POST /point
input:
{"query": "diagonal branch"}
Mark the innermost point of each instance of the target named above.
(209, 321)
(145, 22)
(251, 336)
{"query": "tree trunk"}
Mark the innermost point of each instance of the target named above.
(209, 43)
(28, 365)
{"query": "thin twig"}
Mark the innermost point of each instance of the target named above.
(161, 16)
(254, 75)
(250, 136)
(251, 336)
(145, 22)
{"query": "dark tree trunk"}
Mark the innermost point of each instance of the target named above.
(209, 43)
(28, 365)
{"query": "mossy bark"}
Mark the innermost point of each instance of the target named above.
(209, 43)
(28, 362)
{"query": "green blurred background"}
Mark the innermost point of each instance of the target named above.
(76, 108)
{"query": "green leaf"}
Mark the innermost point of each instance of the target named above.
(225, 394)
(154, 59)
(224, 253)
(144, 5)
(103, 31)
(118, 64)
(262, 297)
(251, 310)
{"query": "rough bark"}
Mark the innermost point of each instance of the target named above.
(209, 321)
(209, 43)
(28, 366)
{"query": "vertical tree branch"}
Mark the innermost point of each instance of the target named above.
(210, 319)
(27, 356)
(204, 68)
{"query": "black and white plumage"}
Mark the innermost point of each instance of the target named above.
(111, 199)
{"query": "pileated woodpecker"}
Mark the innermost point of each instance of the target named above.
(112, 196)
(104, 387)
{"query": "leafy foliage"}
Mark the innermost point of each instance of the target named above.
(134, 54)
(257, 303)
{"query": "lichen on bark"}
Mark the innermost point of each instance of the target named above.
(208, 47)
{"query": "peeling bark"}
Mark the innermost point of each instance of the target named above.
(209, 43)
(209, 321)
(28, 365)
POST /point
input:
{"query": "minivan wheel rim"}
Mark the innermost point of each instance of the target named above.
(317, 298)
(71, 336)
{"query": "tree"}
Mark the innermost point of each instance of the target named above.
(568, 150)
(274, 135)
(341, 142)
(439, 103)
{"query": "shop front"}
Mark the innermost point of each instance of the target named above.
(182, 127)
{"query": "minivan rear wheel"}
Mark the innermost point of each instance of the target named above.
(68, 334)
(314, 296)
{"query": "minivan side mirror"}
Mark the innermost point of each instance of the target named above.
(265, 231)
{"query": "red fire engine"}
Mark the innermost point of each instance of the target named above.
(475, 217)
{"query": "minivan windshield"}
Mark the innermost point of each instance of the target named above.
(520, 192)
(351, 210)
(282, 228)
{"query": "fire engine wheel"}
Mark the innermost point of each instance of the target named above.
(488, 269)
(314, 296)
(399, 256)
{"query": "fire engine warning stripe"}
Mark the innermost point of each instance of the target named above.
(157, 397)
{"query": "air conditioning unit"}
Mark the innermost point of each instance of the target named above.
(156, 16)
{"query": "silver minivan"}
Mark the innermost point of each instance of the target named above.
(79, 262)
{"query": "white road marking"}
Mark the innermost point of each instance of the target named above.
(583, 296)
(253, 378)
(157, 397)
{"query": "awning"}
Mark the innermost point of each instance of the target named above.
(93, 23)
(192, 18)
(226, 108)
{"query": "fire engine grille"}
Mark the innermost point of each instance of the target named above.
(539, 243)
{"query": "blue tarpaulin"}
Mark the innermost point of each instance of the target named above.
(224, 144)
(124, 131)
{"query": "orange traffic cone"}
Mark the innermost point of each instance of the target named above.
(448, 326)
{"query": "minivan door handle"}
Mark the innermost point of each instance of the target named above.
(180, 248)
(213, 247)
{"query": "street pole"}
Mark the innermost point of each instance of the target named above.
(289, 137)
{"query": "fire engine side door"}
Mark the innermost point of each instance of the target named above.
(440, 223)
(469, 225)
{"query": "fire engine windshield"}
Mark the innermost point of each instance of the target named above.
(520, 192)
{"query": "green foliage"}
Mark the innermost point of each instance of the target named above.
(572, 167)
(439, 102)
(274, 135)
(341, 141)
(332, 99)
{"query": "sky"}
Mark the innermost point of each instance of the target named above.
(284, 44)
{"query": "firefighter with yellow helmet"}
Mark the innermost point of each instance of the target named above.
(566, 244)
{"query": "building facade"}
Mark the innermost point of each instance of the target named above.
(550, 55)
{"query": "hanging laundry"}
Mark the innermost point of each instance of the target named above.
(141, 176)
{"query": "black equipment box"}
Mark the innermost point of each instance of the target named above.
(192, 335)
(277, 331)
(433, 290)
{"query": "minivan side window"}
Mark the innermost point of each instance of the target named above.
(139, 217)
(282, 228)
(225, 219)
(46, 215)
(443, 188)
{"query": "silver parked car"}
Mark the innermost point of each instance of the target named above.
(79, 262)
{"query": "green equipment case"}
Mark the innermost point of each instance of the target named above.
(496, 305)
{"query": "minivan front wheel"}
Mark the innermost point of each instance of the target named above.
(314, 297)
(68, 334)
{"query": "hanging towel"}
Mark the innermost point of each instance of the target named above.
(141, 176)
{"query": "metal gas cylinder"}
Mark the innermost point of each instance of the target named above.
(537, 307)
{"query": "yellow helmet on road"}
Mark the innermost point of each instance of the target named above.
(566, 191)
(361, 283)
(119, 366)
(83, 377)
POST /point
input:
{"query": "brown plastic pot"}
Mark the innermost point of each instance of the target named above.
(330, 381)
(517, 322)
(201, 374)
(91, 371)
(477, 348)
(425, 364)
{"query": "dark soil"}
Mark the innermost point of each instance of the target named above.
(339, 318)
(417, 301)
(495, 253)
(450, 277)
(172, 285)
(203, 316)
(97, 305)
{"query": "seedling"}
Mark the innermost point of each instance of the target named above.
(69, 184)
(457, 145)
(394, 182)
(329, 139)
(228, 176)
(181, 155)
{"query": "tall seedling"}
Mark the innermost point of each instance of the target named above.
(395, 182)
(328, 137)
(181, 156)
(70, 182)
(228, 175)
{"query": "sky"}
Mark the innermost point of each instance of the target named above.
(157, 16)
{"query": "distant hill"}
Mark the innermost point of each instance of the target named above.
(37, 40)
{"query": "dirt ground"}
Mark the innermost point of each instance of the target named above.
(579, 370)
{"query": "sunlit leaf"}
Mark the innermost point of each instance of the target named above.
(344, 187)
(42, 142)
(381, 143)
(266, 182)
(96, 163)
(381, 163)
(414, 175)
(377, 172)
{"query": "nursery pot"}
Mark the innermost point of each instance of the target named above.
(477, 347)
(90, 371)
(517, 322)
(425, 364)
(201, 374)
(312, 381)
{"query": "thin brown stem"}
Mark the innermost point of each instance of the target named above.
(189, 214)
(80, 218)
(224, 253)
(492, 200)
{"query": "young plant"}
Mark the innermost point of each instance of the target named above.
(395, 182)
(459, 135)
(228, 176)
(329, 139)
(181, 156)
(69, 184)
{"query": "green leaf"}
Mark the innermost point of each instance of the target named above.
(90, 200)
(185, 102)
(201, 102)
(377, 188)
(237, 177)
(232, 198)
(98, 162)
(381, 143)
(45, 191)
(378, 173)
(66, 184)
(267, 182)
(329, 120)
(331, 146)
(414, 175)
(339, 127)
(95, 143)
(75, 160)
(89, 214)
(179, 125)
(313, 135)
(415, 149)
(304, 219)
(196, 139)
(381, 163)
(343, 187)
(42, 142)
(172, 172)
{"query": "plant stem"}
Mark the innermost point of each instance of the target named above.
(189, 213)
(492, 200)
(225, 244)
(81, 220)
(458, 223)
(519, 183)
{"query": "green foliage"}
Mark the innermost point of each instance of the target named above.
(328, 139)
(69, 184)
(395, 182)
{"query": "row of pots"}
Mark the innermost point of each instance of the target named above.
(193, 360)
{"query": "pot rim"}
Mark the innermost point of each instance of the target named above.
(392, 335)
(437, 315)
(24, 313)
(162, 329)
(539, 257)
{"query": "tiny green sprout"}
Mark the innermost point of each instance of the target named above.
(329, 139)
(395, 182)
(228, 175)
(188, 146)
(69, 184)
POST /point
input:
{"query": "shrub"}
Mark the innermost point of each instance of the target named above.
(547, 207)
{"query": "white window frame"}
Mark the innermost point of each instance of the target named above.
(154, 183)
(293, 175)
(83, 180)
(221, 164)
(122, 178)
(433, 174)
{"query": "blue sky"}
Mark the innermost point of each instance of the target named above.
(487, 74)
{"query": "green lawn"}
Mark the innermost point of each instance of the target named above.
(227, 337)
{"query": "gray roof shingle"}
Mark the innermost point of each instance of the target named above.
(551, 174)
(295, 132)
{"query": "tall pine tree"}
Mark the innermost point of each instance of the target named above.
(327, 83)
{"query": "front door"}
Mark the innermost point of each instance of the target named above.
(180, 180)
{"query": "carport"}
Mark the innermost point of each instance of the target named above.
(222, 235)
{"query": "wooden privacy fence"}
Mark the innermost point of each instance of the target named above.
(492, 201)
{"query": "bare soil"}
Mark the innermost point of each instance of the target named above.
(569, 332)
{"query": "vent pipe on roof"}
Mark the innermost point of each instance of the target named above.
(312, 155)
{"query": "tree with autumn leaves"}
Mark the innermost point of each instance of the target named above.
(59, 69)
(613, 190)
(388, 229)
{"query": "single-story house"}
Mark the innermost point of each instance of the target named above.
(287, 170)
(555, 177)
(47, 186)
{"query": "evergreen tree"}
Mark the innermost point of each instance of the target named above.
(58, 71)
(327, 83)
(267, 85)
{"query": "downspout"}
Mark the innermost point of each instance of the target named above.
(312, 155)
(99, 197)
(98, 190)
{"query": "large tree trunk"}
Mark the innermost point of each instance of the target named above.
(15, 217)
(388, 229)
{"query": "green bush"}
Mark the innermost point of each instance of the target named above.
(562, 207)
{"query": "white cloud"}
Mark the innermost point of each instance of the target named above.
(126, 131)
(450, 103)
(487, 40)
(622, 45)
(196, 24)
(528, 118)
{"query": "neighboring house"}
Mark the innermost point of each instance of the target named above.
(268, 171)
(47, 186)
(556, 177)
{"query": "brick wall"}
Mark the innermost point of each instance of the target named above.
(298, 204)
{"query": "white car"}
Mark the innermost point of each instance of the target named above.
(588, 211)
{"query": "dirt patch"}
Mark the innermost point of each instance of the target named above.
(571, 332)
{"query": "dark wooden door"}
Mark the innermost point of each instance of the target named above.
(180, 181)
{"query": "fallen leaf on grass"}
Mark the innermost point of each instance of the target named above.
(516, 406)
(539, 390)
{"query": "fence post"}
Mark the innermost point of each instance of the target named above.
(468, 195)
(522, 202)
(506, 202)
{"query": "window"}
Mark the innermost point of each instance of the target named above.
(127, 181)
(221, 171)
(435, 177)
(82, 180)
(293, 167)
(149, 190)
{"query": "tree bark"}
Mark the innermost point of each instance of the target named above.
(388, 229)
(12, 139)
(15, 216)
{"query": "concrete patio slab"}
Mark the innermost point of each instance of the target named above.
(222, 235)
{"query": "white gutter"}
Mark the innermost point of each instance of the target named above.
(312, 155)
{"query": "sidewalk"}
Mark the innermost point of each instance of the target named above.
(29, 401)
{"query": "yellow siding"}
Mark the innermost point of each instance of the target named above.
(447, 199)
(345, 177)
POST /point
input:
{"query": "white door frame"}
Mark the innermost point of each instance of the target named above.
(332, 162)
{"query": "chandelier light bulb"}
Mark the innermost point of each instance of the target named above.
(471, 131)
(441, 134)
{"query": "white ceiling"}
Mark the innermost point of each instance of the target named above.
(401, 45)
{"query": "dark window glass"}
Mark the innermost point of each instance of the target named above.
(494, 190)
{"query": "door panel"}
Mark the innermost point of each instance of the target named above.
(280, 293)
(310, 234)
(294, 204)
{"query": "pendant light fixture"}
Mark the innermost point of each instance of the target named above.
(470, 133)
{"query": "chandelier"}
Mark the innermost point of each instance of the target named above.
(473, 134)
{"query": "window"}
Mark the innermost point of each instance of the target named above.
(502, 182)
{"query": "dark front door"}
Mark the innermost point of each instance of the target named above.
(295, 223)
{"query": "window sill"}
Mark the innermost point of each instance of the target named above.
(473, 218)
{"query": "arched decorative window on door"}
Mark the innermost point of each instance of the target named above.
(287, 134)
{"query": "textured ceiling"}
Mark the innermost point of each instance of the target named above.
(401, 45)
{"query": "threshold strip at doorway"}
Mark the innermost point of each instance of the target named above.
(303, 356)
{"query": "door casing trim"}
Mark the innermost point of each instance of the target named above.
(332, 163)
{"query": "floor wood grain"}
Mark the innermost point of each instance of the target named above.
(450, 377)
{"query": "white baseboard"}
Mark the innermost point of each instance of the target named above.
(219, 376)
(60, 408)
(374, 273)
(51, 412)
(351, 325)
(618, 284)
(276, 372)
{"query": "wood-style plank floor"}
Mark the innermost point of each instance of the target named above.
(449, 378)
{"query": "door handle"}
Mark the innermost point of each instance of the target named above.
•••••
Repeat only the stretch of lines that opens with the line containing "decorative window on" and closes with the final line of the entries, both included, exactly as written.

RESULT FOR THIS TASK =>
{"query": "arched decorative window on door"}
Mark the innermost point of each instance of the target named above.
(287, 134)
{"query": "textured ceiling"}
Mark the innermost point of each instance of the target named above.
(401, 45)
{"query": "threshold strip at doorway"}
Mark the innermost point of each instance of the target named above.
(303, 356)
{"query": "door casing trim"}
Mark the innermost point of each instance of the target named above.
(332, 163)
{"query": "floor wood grain"}
Mark the innermost point of each instance of the target named above.
(450, 377)
{"query": "white baseboard"}
Mark the innermost point of each instance of the target named above.
(219, 376)
(60, 408)
(374, 273)
(51, 412)
(351, 325)
(618, 284)
(276, 372)
{"query": "wood-style plank floor"}
Mark the innermost point of each instance of the target named above.
(449, 378)
{"query": "door handle"}
Mark the innermost point of each instance of the target named above.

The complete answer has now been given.